Prossiga o trecho sobre o projeto Jornal do Camões, começando logo após a última frase apresentada.

## TRECHO DA PÁGINA
####################
Quase um ano depois, três ações do projeto foram pré-selecionadas ao prêmio nacional Professor Transformador 2021. “O Jornal do Camões acabou se tornando um método, para mim, muito embora ainda não haja nada comprovado cientificamente.” Embora haja a ressalva, Archangelo afirma que está trabalhando para que isso possa se tornar seu projeto de pesquisa do Doutorado, que “deve sair ano que vem”.
No entanto, o professor explica: “Eu poderia dizer que é um sistema calcado e baseado na linguagem, principalmente de língua portuguesa, mas que eu consigo trabalhar com o conteúdo de qualquer disciplina. Então, além de uma maneira de organizar as habilidades do currículo paulista do Novo Ensino Médio, também serve para produzir conteúdo.”
####################
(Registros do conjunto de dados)
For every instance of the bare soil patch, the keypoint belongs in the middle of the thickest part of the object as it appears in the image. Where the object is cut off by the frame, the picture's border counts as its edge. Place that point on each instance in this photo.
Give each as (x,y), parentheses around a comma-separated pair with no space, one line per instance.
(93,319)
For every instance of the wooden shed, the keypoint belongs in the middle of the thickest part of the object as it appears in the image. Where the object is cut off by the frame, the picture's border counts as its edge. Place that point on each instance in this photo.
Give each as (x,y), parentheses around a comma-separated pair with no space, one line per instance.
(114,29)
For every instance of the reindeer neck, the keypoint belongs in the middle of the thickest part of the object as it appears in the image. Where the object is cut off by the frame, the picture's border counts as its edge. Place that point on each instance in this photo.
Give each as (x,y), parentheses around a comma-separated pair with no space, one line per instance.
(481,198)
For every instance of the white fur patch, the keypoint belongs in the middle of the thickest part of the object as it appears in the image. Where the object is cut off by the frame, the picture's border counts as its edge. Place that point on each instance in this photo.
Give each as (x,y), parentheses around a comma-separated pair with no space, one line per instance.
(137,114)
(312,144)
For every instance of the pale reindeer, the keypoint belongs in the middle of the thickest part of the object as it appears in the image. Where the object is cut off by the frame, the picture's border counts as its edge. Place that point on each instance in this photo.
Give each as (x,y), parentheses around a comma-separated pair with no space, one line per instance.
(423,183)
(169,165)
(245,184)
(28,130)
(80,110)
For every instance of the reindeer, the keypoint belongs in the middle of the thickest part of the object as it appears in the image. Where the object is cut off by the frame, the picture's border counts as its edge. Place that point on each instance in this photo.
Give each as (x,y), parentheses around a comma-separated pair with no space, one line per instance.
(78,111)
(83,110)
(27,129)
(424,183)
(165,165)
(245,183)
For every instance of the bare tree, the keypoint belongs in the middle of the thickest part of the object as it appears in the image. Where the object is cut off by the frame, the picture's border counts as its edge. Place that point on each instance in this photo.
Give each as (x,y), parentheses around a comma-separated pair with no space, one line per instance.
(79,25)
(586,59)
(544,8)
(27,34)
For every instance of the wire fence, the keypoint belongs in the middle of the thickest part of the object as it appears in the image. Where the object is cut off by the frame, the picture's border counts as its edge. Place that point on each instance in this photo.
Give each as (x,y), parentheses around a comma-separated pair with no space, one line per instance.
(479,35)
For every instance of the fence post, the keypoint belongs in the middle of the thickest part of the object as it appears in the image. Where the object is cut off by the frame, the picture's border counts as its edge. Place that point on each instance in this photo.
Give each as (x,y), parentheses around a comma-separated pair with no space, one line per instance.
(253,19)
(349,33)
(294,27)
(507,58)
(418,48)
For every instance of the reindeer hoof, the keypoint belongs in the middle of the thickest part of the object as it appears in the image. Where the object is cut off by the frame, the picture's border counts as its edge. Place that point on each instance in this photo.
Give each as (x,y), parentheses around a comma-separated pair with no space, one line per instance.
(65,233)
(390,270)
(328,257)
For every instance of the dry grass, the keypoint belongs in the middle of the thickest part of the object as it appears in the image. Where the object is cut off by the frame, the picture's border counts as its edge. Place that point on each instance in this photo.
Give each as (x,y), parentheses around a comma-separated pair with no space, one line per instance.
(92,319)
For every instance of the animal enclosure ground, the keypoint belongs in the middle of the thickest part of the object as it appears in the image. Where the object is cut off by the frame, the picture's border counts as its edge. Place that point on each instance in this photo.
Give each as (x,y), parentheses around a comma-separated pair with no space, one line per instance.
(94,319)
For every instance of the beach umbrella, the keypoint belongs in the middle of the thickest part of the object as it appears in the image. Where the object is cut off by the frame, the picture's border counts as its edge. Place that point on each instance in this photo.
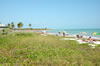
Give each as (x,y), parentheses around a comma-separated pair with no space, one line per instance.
(95,33)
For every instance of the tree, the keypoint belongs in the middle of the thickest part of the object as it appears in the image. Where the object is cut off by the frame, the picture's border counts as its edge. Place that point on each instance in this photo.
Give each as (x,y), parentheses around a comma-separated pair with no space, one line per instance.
(12,25)
(20,24)
(8,25)
(30,26)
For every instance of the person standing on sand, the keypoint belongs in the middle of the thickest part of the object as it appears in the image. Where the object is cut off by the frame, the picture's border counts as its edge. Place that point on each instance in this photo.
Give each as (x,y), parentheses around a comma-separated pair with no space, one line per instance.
(64,34)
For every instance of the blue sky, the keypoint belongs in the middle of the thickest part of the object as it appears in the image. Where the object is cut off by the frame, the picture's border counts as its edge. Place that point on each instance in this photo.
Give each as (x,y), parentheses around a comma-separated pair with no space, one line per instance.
(55,14)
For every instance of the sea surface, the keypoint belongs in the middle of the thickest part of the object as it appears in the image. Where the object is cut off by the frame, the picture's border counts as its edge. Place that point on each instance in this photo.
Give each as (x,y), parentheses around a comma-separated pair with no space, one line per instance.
(77,31)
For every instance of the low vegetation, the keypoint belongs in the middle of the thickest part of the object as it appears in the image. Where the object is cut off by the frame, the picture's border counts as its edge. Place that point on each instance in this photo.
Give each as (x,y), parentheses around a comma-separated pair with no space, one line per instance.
(29,49)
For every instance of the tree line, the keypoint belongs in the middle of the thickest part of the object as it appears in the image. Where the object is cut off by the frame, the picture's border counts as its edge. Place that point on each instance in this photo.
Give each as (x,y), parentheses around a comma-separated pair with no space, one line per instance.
(19,25)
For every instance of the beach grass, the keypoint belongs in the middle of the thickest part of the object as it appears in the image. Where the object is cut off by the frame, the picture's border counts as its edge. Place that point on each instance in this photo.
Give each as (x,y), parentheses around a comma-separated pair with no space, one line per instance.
(30,49)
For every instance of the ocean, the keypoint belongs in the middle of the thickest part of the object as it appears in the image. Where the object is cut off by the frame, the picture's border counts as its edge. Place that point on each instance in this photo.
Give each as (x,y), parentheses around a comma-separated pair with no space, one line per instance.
(77,31)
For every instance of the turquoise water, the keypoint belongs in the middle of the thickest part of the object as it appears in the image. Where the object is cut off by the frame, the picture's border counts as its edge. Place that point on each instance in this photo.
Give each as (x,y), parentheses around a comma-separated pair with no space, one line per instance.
(77,31)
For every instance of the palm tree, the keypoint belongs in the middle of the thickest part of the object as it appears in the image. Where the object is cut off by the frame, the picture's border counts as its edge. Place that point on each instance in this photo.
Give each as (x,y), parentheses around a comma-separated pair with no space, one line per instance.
(8,25)
(30,26)
(12,25)
(20,24)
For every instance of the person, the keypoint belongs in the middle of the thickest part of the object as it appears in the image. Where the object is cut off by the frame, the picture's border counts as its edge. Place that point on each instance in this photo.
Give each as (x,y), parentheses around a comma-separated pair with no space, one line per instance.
(59,33)
(64,34)
(77,36)
(90,40)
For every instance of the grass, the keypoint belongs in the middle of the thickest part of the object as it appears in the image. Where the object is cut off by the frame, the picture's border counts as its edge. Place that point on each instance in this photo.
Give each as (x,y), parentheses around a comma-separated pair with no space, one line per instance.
(28,49)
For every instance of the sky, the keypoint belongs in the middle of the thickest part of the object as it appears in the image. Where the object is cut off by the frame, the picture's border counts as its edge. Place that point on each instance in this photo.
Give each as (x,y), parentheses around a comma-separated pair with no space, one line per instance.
(54,14)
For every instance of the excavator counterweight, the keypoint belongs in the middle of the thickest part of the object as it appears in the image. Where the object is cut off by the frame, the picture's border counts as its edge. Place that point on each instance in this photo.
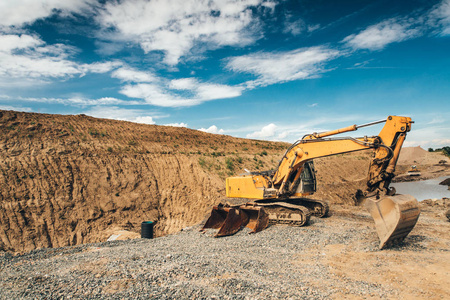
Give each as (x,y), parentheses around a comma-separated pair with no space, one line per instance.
(283,192)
####################
## RESPOSTA ESPERADA
Como exemplo: “Se vamos falar da questão indígena no Brasil, por exemplo, que é um conteúdo que pode ser trabalhado em sociologia ou história, eu acabo desenvolvendo na matéria de Língua Portuguesa, tendo duas maneiras de trabalhar esse conteúdo. A maneira direta: para aqueles alunos que propriamente estão fazendo a entrevista, indo atrás do conhecimento. E a maneira indireta: quando eu, o professor, usa o material produzido pelos próprios alunos para replicar e introduzir os conhecimentos.”
Para os alunos desta nova geração mais do que ‘antenada’, na verdade, ‘conectada’, o profissional da educação entende que o projeto faz jus. “Não adianta você querer fazer a ‘velha escola’. A pandemia, de alguma forma, encerrou isso e mostrou que existe uma ‘nova escola’. Existe uma necessidade de formar os educandos e educadores para esse novo paradigma.”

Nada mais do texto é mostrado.